▶ [Dataset extract]

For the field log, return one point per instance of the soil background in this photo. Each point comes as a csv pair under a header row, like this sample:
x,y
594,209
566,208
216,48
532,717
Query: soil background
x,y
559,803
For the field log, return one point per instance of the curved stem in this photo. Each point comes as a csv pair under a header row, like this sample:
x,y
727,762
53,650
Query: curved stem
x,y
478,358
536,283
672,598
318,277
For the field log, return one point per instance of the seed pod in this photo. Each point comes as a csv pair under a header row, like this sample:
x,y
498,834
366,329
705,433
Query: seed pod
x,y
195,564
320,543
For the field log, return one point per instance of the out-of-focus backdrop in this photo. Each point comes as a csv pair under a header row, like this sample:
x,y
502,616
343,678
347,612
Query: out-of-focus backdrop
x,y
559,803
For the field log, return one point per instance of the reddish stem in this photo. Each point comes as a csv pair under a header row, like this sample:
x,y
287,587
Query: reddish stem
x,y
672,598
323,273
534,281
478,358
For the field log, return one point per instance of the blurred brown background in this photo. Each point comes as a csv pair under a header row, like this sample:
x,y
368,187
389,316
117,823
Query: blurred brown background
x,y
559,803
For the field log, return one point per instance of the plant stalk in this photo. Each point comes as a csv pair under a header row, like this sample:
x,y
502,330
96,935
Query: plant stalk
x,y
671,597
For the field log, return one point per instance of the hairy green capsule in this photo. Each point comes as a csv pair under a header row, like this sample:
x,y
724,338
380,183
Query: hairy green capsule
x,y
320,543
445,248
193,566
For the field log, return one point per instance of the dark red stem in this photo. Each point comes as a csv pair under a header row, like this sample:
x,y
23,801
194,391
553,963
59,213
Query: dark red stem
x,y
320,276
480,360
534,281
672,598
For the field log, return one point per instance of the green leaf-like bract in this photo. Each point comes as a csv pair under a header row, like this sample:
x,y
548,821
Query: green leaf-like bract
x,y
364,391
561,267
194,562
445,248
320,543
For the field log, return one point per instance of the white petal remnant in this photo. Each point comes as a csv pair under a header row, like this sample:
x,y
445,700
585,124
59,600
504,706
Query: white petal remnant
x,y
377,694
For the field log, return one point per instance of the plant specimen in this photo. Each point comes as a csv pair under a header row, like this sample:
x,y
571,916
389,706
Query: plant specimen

▶ [Exercise brief] Make a verbatim copy of all the data above, keeping every line unchanged.

▶ [Reply to the task]
For the field log, return one point per instance of the soil background in this photo. Each point comes as a csv pair under a header row, like this sample:
x,y
594,209
566,208
216,48
532,717
Query: soil background
x,y
559,803
For the field log, return one point per instance of the curved stem in this photo. Each point comes as a csv pair under a header row, like this sample:
x,y
727,762
53,650
Query: curved stem
x,y
478,358
536,283
672,598
318,277
For the field log, return one point per instance of the seed pod in this photo. Each point comes as a csv pair under a header row, like this sample:
x,y
498,834
366,329
705,433
Query: seed pod
x,y
195,564
320,543
For the field log, return one point per instance of the out-of-focus backdrop in this photo. Each point comes as a csv pair under a header row, like this sample:
x,y
502,616
343,678
347,612
Query: out-of-focus backdrop
x,y
559,803
For the field log, return one point per instance of the reddish stem in this photo. Each point comes as a csv pair under a header row, like this sample:
x,y
287,587
Query: reddish stem
x,y
672,598
323,273
534,281
478,358
For the field log, return one point per instance of the blurred brown background in this photo. Each point comes as a csv pair under a header row, like this sample:
x,y
368,187
389,316
117,823
Query: blurred brown background
x,y
559,803
For the field log, return one point per instance of the plant stalk in this photo. Each point comes as a csv pair under a header row, like this sample:
x,y
502,330
96,935
Query: plant stalk
x,y
671,597
For the field log, return one point per instance of the hairy green capsule in this photo. Each point comes as a csv pair under a header row, like this sample:
x,y
724,338
380,183
Query: hairy green capsule
x,y
320,543
445,248
193,566
For the field log, return one point per instance of the dark red stem in this photo. Each point comes as a csv pair under a header row, like this sample:
x,y
23,801
194,391
553,963
59,213
Query: dark red stem
x,y
320,276
480,360
534,281
672,598
For the field log, return one point per instance of the green leaf-like bract in this photo. Each point comes as a csv pair under a header row, like this sample:
x,y
548,821
Query: green leaf-like bract
x,y
364,391
561,267
194,562
445,248
320,543
For the field log, return one point per instance of the white petal remnant in this photo. Each point comes as a csv pair under a header row, like this sample:
x,y
445,700
585,124
59,600
504,706
Query: white petal remnant
x,y
377,694
For the field log, return one point per instance of the plant specimen in this photo. Each point comes as a csv pair under a header row, like this sample:
x,y
571,916
389,706
Query: plant specimen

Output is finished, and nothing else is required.